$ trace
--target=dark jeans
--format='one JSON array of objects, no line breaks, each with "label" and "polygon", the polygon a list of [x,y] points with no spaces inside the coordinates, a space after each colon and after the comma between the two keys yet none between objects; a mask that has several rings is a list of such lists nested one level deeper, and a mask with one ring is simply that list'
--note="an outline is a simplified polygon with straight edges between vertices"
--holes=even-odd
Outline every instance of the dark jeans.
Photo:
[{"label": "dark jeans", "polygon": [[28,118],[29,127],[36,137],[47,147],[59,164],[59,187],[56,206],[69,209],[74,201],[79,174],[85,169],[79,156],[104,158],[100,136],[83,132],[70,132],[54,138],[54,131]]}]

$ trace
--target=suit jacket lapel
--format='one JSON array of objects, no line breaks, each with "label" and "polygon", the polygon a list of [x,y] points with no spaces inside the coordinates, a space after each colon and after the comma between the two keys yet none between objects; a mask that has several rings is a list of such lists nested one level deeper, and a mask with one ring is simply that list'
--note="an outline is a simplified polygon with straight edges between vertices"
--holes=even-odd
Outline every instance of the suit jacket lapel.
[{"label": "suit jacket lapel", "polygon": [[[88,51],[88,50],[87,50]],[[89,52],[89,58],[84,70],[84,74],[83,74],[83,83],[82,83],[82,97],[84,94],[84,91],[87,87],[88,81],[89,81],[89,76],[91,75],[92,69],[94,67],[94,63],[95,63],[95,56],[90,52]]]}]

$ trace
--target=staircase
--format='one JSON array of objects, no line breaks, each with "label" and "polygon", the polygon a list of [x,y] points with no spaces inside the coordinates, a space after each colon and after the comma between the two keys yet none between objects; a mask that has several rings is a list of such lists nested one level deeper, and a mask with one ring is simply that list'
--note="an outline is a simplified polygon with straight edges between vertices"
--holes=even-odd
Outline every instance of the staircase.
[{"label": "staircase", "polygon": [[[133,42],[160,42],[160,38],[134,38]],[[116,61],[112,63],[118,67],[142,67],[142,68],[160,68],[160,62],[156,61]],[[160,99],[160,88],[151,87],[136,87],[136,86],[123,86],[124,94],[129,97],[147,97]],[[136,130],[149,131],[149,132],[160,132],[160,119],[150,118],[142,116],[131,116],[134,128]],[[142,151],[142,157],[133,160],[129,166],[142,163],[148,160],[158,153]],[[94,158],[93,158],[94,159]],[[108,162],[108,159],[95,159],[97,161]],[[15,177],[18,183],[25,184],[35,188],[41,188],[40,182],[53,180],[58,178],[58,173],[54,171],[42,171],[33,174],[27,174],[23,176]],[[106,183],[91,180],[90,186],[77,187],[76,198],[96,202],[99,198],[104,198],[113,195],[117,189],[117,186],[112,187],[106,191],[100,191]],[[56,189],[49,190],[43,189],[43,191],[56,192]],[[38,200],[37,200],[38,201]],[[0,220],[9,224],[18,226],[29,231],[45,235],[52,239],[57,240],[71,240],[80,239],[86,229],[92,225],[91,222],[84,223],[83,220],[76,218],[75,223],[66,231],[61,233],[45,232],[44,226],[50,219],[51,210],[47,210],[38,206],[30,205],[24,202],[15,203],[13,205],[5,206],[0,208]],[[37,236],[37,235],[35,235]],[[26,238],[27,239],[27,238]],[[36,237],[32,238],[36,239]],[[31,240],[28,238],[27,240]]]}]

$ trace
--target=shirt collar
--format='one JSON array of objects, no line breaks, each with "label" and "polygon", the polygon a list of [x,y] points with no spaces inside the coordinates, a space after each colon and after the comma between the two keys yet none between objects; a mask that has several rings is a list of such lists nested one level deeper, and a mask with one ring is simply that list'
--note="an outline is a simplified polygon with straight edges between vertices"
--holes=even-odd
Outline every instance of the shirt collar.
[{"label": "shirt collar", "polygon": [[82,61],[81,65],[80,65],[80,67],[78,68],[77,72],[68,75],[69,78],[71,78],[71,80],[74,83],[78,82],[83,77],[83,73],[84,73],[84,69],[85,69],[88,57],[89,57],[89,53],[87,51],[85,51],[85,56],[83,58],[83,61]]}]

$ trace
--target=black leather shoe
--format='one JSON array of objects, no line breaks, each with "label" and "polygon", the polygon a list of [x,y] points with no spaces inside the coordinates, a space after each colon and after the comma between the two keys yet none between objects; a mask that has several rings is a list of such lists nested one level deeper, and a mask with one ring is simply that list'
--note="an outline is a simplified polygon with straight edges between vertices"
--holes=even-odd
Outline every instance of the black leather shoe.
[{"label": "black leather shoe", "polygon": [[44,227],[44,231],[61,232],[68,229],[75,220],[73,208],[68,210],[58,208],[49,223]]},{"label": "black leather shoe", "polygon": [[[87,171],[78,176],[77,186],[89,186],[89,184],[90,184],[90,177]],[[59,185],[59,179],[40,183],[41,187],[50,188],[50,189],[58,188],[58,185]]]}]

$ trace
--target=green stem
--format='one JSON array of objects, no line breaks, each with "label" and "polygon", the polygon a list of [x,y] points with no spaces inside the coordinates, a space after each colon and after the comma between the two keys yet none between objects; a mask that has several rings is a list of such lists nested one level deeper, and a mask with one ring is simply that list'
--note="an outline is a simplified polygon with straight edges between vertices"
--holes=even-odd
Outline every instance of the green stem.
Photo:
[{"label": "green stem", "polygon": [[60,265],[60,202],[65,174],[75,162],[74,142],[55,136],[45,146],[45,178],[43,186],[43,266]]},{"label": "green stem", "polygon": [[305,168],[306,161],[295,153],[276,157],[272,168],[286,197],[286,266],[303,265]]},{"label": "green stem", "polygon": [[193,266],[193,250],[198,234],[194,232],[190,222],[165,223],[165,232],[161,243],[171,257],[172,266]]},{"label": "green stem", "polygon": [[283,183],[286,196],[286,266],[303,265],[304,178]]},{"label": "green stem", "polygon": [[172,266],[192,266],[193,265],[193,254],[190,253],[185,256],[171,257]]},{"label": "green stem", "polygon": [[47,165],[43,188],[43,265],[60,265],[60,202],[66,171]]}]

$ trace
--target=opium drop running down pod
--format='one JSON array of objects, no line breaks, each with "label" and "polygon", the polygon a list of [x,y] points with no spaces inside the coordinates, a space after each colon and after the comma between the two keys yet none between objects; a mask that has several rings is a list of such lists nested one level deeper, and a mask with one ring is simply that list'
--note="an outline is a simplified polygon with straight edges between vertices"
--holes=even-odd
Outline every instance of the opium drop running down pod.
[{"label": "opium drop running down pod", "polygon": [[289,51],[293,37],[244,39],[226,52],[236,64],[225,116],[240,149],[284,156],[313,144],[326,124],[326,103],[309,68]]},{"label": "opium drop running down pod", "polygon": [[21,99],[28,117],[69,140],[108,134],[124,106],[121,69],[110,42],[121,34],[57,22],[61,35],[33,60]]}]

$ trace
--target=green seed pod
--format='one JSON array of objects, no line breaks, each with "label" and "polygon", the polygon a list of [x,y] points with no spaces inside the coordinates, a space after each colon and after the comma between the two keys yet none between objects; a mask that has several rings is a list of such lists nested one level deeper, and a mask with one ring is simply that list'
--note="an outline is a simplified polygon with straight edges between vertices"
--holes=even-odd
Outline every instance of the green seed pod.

--------------------

Count how many lines above contain the word "shoe", matching case exactly. Reply with the number only.

### [ANSWER FOR THE TASK]
3